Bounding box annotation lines
──────────────────────────────
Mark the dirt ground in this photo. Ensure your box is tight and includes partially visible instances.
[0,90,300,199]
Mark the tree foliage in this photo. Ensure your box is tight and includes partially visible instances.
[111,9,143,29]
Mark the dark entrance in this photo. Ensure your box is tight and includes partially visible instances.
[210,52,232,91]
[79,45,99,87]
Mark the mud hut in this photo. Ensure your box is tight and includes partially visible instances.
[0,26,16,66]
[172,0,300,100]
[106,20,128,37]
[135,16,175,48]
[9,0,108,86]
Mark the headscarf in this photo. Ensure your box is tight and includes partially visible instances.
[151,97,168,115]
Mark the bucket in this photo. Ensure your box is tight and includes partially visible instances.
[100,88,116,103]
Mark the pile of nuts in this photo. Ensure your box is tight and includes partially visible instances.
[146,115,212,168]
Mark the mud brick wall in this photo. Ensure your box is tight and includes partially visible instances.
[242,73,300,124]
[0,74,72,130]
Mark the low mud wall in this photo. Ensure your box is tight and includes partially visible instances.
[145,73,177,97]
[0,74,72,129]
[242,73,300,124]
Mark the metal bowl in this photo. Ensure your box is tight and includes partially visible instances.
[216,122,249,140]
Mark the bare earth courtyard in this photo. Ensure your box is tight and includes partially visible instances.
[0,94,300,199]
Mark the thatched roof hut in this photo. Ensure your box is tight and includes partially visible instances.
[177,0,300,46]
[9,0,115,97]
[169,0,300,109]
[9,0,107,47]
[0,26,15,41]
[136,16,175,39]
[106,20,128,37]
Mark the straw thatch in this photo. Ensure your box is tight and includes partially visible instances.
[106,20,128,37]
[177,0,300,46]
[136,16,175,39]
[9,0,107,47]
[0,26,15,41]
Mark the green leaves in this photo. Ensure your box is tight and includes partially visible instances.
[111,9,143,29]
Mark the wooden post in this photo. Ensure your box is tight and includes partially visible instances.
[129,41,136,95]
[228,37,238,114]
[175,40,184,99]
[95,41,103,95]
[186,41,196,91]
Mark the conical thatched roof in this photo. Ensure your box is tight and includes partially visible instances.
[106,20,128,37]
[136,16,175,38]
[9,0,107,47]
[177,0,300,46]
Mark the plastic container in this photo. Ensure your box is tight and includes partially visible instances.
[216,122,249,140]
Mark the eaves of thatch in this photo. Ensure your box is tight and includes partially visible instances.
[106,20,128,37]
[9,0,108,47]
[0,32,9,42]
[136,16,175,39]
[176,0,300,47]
──────────────────────────────
> **Requirement**
Reproduce the lines verbatim, beginning at the line that contains "Mark the straw" and continuing through the final line.

> **Problem solution**
Mark the straw thatch in this photo. Ensure your box is tight and includes partially visible instances.
[106,20,128,37]
[177,0,300,46]
[136,16,175,39]
[9,0,107,47]
[0,26,15,41]
Mark the green leaves in this photo. Ensure your box is tight and includes partially visible instances.
[111,9,143,29]
Mark the wooden post in this photo. Ensure your box is tight and includes partially visible instances.
[129,41,136,95]
[228,37,238,114]
[175,40,184,99]
[95,41,103,95]
[186,41,196,91]
Mark the conical thatched roof in this photo. Ensure your box is tight and includes partially visible instances.
[106,20,128,37]
[136,16,175,38]
[9,0,107,47]
[177,0,300,46]
Mark the plastic container in this photo. Ensure your box is tight and includes partially visible instances.
[216,122,249,140]
Mark the eaves of thatch in this photo. Ensure your box is tight and includes partially visible instances.
[106,20,128,37]
[9,0,108,47]
[0,32,9,42]
[136,16,175,39]
[176,0,300,47]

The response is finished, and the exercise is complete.